__EXERCISE AIM__: Take each line of the entries below that contains "american" and copy it.

[Data excerpts]
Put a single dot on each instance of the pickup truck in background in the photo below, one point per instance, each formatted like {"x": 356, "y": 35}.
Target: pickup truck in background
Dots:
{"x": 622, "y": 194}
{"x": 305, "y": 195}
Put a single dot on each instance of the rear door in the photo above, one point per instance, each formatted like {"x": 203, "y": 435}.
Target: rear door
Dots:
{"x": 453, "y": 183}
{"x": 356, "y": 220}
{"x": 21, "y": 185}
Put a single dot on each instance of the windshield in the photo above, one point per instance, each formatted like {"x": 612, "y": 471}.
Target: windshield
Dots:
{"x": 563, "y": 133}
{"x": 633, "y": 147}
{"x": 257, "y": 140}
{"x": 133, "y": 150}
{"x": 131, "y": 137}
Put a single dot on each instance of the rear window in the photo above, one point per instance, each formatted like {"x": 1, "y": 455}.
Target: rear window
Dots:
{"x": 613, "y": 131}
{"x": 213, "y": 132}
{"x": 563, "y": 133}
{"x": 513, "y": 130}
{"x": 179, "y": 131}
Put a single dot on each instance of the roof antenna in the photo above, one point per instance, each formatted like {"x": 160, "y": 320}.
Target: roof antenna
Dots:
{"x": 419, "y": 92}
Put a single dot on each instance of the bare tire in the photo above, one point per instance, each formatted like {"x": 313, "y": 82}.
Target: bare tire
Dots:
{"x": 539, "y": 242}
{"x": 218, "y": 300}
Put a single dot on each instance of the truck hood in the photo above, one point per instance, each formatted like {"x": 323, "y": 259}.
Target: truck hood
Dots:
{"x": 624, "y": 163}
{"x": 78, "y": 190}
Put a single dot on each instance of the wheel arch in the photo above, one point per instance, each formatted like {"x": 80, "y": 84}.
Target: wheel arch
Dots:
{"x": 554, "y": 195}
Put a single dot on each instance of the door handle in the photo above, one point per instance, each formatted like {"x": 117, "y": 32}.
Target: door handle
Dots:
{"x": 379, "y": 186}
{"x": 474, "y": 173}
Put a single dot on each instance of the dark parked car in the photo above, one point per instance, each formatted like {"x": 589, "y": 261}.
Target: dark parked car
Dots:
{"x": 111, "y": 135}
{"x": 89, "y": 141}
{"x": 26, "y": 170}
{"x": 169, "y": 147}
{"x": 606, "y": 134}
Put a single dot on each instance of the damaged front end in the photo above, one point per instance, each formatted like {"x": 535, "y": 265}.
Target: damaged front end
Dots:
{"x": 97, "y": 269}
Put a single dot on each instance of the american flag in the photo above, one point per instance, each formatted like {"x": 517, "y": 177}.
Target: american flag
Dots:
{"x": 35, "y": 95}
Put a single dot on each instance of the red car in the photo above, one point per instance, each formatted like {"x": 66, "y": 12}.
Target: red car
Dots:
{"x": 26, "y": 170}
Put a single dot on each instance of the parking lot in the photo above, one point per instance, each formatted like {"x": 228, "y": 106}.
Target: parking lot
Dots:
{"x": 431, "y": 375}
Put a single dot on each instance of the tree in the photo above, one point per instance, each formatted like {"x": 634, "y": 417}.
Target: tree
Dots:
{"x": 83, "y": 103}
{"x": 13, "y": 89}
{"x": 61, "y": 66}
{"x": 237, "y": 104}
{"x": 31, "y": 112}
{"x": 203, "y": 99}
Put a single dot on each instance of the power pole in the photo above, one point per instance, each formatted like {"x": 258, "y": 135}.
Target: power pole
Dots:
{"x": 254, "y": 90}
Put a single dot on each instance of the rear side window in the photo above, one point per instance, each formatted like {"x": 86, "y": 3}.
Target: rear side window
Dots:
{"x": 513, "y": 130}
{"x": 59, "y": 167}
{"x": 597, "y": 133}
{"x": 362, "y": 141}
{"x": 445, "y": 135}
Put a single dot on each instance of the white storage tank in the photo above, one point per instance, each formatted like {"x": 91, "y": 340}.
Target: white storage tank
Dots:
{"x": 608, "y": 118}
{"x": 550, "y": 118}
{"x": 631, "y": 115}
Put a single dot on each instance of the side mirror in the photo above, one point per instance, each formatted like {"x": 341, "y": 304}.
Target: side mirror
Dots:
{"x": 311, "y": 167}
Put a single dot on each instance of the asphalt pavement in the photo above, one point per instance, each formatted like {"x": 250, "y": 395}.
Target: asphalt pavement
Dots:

__TASK SOLUTION__:
Put a single dot on each instance of the american flag in the photo above, one point per instance, each formatted like {"x": 517, "y": 177}.
Target: american flag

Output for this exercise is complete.